Extract to read
+++++

# Who dares wins



## TLC (Jun 10, 2005)

OK .... 

Who's first?


----------



## SLACkra (Jun 10, 2005)

hehehe...like the penguins. they line up on a cliff no one wants to go into the water where their might be a big hungry seal. eventually they just pushing eachother off the cliff. its funny as! 

personally my money is on the mongooses!

andrew


----------



## moosenoose (Jun 10, 2005)

It'd be nice if the cobra took out at least 50% of them though  hehehe


----------



## craig.a.c (Jun 10, 2005)

I'll put my money on the mongoose aswell. Good looking cobra to.


----------



## hugsta (Jun 10, 2005)

I guess when the odds are stacked against you like the poor cobra, what chance do you stand to win.


----------



## Mr.K (Jun 11, 2005)

one on one its bad enough for the poor old cobra, let alone 20 against one!! :|


----------



## SLACkra (Jun 11, 2005)

> let alone 20 against one!!



i count 21-22 mongoose including the youngsters, 

andrew


----------



## Mr.K (Jun 11, 2005)

I count 1 goose :roll: 

:lol:


----------



## diamond_python (Jun 11, 2005)

Mongoose easily


----------



## NCHERPS (Jun 11, 2005)

Beautiful Cobra!
Shame it almost certainly would have been the last photo taken of it before the furry one's had dinner.


----------



## Guest (Jun 11, 2005)

+++++

Dataset excerpt

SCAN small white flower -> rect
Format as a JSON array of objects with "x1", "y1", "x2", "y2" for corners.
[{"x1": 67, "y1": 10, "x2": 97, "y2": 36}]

+++++

Work to do
- A) In the forum thread about the cobra and the mongooses, what reason does Mr.K give for thinking the cobra is in such a bad spot?
- B) Write the next part of the cobra-and-mongoose thread, picking up after its final line.
The listing has no connection to the forum thread.

Task-by-task results
- A) Mr.K says that even one mongoose against one cobra is bad enough for the cobra. Here the snake is up against about twenty of them.

- B)
I counted 20 and my moneys on the mongoose to ( shame though  )


----------



## Jonny (Jun 11, 2005)

*Re: RE: Who dares wins*



> i count 21-22 mongoose including the youngsters,
> 
> andrew



isnt the plural of mongoose mongeese????? :lol:


----------



## craig.a.c (Jun 11, 2005)

*Re: RE: Who dares wins*

[/quote]isnt the plural of mongoose mongeese????? :lol:[/quote]

What fancy talking school did yo go to?


----------



## Hickson (Jun 11, 2005)

*Re: RE: Who dares wins*



moosenoose said:


> It'd be nice if the cobra took out at least 50% of them though  hehehe


Unfortunately for the cobra, the mongooses have a certain immunity to the venom.

It's a _fait accompli_. Great photo tho'!



Hix


----------



## SLACkra (Jun 11, 2005)

*RE: Re: RE: Who dares wins*

immunity to venom is good. though if i was the cobra i would prefer the mongooses to something like those african honey badgers. saw a documentary on them and this one went off against a puff adder got bitten killed the snake then felt a bit iffy for a couple hours, then back to normal eating his snake.

not fully imune but definatly not as bad as it would be for us!

andrew


----------



## Liccy (Jun 23, 2005)

*RE: Re: RE: Who dares wins*

i think the plural is still mongoose


----------



## ErisKSC (Jun 24, 2005)

*RE: Re: RE: Who dares wins*

In india when the mogoose are in a group they take it in turns to attack the cobra, same in africa i think, but each one strikes a fraction of a second after the previous. So with 20 mongoose, 5 or 10 could attack within a second or 2, making it impossible for the cobra to succesfully defend itself, 99 times out of 100 the mongoose always wins!


----------



## Gilleni (Jun 24, 2005)

*Re: RE: Re: RE: Who dares wins*



ErisKSC said:


> 99 times out of 100 the mongoose always wins!



HEHE bit of a contradiction....


----------



## alexr (Jun 24, 2005)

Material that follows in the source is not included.